## Direction
Render the items below as a Markdown table with the columns "Number" and "Text," one line per row, skipping blank lines and omitting the pictures.

## Record extracts
● ● ● ●

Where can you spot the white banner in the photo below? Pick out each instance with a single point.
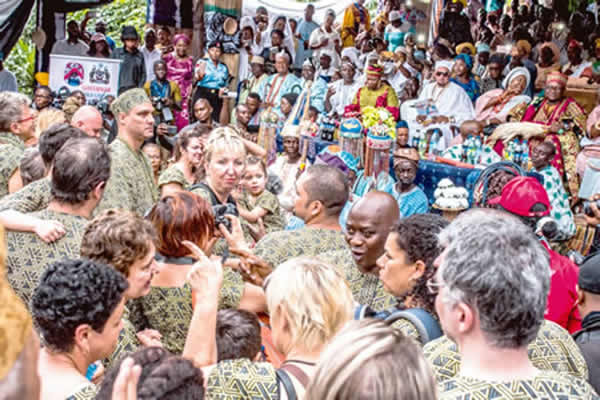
(96, 77)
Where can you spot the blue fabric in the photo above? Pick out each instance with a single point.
(413, 202)
(215, 77)
(472, 87)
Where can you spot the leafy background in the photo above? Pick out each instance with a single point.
(21, 60)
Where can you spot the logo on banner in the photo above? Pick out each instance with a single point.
(100, 74)
(74, 74)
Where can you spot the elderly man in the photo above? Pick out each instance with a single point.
(411, 198)
(280, 83)
(565, 120)
(369, 222)
(16, 126)
(442, 104)
(131, 185)
(80, 171)
(89, 120)
(492, 282)
(322, 192)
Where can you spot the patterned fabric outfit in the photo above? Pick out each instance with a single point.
(181, 72)
(242, 379)
(173, 174)
(87, 392)
(273, 220)
(131, 185)
(11, 152)
(127, 342)
(552, 350)
(488, 155)
(169, 309)
(28, 256)
(546, 385)
(278, 247)
(412, 202)
(561, 211)
(567, 143)
(366, 289)
(31, 198)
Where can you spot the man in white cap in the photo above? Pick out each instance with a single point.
(442, 104)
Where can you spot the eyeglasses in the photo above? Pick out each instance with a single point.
(433, 287)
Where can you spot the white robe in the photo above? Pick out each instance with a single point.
(452, 102)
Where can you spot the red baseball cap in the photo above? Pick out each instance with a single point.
(520, 194)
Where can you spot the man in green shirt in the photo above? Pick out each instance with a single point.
(16, 125)
(81, 169)
(321, 193)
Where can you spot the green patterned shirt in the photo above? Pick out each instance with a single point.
(552, 350)
(278, 247)
(28, 255)
(366, 289)
(169, 309)
(173, 175)
(127, 342)
(31, 198)
(242, 379)
(131, 184)
(546, 385)
(11, 152)
(87, 392)
(273, 220)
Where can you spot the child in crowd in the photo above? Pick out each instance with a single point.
(238, 335)
(255, 202)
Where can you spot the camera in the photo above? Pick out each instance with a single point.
(221, 210)
(587, 210)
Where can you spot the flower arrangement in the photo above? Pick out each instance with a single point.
(379, 121)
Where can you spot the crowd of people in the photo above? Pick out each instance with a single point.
(187, 243)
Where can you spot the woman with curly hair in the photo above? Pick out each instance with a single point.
(407, 266)
(77, 309)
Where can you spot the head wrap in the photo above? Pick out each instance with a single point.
(182, 36)
(557, 77)
(524, 46)
(15, 321)
(375, 69)
(402, 124)
(257, 60)
(483, 47)
(467, 59)
(466, 45)
(518, 71)
(128, 100)
(291, 131)
(444, 64)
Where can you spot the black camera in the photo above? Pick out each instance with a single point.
(221, 210)
(587, 209)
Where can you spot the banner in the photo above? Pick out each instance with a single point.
(96, 77)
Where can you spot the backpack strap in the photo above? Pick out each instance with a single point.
(427, 326)
(287, 384)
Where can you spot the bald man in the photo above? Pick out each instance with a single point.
(89, 120)
(369, 223)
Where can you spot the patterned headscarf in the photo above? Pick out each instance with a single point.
(15, 321)
(128, 100)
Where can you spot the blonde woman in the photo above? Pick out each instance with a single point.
(45, 119)
(371, 360)
(309, 302)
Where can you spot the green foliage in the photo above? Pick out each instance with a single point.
(21, 60)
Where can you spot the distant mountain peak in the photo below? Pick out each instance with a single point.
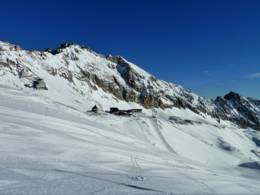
(106, 80)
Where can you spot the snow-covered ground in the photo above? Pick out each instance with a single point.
(51, 148)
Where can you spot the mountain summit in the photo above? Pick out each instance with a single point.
(71, 70)
(142, 135)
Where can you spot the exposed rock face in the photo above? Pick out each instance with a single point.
(243, 111)
(80, 66)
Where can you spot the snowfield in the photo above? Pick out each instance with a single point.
(50, 144)
(50, 148)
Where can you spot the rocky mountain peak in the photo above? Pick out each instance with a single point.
(233, 96)
(105, 79)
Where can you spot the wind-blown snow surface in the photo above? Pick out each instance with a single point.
(49, 148)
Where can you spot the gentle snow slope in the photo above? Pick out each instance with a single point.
(50, 148)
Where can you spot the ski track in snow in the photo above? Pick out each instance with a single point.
(50, 149)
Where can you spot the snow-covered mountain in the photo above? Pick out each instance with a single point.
(107, 80)
(51, 145)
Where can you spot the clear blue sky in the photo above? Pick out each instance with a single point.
(210, 46)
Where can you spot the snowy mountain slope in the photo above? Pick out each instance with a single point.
(51, 145)
(79, 74)
(49, 148)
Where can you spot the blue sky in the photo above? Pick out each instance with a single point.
(210, 47)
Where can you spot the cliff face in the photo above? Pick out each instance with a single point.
(112, 78)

● ● ● ●

## Result of the exercise
| Number | Text |
|---|---|
| 1 | Where can you spot the white banner in the photo below? Pick out each instance with a single point. |
| 2 | (96, 77) |
| 3 | Where can you spot the blue fabric in the photo above? Pick out each instance with a single point. |
| 4 | (413, 202) |
| 5 | (215, 77) |
| 6 | (472, 87) |
| 7 | Where can you spot the leafy background in the photo above? Pick out each instance with a single point. |
| 8 | (21, 60) |
| 9 | Where can you spot the logo on banner in the photo above? Pick out each instance with a single point. |
| 10 | (100, 74) |
| 11 | (74, 74) |
| 12 | Where can you spot the elderly man in the photo above? Pick out each instance with a single point. |
| 13 | (411, 198) |
| 14 | (280, 83) |
| 15 | (565, 120) |
| 16 | (369, 222) |
| 17 | (16, 126) |
| 18 | (442, 104) |
| 19 | (131, 185) |
| 20 | (80, 171) |
| 21 | (89, 120) |
| 22 | (492, 282) |
| 23 | (322, 192) |
| 24 | Where can you spot the patterned fabric outfit in the photo above? Pick out each instance with a single point. |
| 25 | (181, 72) |
| 26 | (242, 379) |
| 27 | (173, 174) |
| 28 | (87, 392) |
| 29 | (273, 220) |
| 30 | (131, 185) |
| 31 | (11, 152) |
| 32 | (127, 342) |
| 33 | (552, 350) |
| 34 | (488, 155) |
| 35 | (169, 309) |
| 36 | (28, 256) |
| 37 | (546, 385) |
| 38 | (278, 247) |
| 39 | (412, 202) |
| 40 | (561, 211) |
| 41 | (567, 143) |
| 42 | (366, 289) |
| 43 | (31, 198) |
| 44 | Where can you spot the man in white cap in the photo above? Pick out each instance with a single point. |
| 45 | (442, 104) |
| 46 | Where can you spot the eyeglasses in the photo above? Pick out each instance with a single point. |
| 47 | (433, 287) |
| 48 | Where can you spot the white robe in the photo above? Pick out each instance with a single point. |
| 49 | (452, 102) |
| 50 | Where can you spot the red baseball cap in the photo above? Pick out each instance with a single point. |
| 51 | (520, 194) |
| 52 | Where can you spot the man in green shirt in the photo above? Pick out each instance with a single point. |
| 53 | (16, 125) |
| 54 | (81, 169) |
| 55 | (321, 193) |
| 56 | Where can you spot the green patterned shirt in the photo above? Pick out each instance with a single point. |
| 57 | (552, 350) |
| 58 | (278, 247) |
| 59 | (28, 255) |
| 60 | (366, 289) |
| 61 | (169, 309) |
| 62 | (173, 175) |
| 63 | (127, 342) |
| 64 | (31, 198) |
| 65 | (242, 379) |
| 66 | (131, 184) |
| 67 | (546, 385) |
| 68 | (11, 152) |
| 69 | (87, 392) |
| 70 | (273, 220) |
| 71 | Where can you spot the child in crowd in the photo above? Pick out each instance with a single point. |
| 72 | (238, 335) |
| 73 | (255, 202) |
| 74 | Where can you spot the camera in the photo above? Pick out each instance with a single point. |
| 75 | (221, 210) |
| 76 | (587, 210) |
| 77 | Where can you spot the flower arrangement in the photo above? Pick out each instance with a single point. |
| 78 | (379, 121) |
| 79 | Where can you spot the crowd of people in the photo above? Pick out each instance with a single point. |
| 80 | (187, 243) |
| 81 | Where can you spot the woman with curly hair in the photo above? Pick out each instance with a single point. |
| 82 | (407, 266) |
| 83 | (77, 309) |
| 84 | Where can you spot the head wrap in the photo above? Pick out each instance with a single point. |
| 85 | (182, 36) |
| 86 | (557, 77) |
| 87 | (524, 46) |
| 88 | (15, 321) |
| 89 | (375, 69) |
| 90 | (402, 124) |
| 91 | (257, 60) |
| 92 | (483, 47) |
| 93 | (467, 59) |
| 94 | (466, 45) |
| 95 | (518, 71) |
| 96 | (128, 100) |
| 97 | (291, 131) |
| 98 | (444, 64) |
| 99 | Where can you spot the black camera in the photo above? Pick out each instance with a single point. |
| 100 | (221, 210) |
| 101 | (587, 209) |
| 102 | Where can you spot the banner in the photo above? Pick out each instance with a single point. |
| 103 | (96, 77) |
| 104 | Where can you spot the backpack strap in the photo above? Pick out each instance with a single point. |
| 105 | (427, 326) |
| 106 | (287, 384) |
| 107 | Where can you spot the bald man in the photo above? Pick out each instance with a single point. |
| 108 | (89, 120) |
| 109 | (369, 223) |
| 110 | Where can you spot the patterned headscarf in the photo above? Pick out each instance with a single point. |
| 111 | (15, 321) |
| 112 | (128, 100) |
| 113 | Where can you spot the blonde woman in the photo above? Pick out each instance with a single point. |
| 114 | (45, 119) |
| 115 | (371, 360) |
| 116 | (309, 302) |
| 117 | Where can you spot the green foliage in the photo above? Pick out each instance with a single point. |
| 118 | (21, 60) |
| 119 | Where can you spot the distant mountain peak in the photo below? Pick out each instance with a single point. |
| 120 | (106, 80) |
| 121 | Where can you spot the snow-covered ground in the photo above? Pick out each instance with a single point. |
| 122 | (51, 148) |
| 123 | Where can you spot the mountain summit in the photo above? Pick out each instance with a single point. |
| 124 | (71, 70) |
| 125 | (142, 135) |
| 126 | Where can you spot the exposed rock face in the photo above? Pick out each instance with a single point. |
| 127 | (243, 111) |
| 128 | (80, 66) |
| 129 | Where can you spot the snowfield in the photo above? Pick out each instance with a single point. |
| 130 | (50, 144) |
| 131 | (50, 148) |
| 132 | Where can you spot the rocky mountain peak in the photo above? Pick out each instance with a single point. |
| 133 | (233, 96) |
| 134 | (105, 79) |
| 135 | Where can you spot the wind-blown snow surface in the photo above? Pick out each instance with a single point. |
| 136 | (49, 148) |
| 137 | Where can you spot the gentle snow slope in the photo above? Pick out each instance with a single point. |
| 138 | (50, 148) |
| 139 | Where can you spot the ski track in snow in the photo above? Pick out each instance with a single point. |
| 140 | (50, 149) |
| 141 | Where can you spot the snow-covered mountain in the photo above? Pick out each instance with a single point. |
| 142 | (107, 80) |
| 143 | (51, 145) |
| 144 | Where can you spot the clear blue sky in the photo above? Pick out each instance with a single point. |
| 145 | (210, 46) |
| 146 | Where can you spot the snowy mountain slope in the photo above? Pick out each instance with a single point. |
| 147 | (51, 145) |
| 148 | (79, 74) |
| 149 | (49, 148) |
| 150 | Where can you spot the blue sky in the photo above? Pick out each instance with a single point. |
| 151 | (210, 47) |
| 152 | Where can you spot the cliff face in the photo above? Pick out each instance with a single point. |
| 153 | (112, 78) |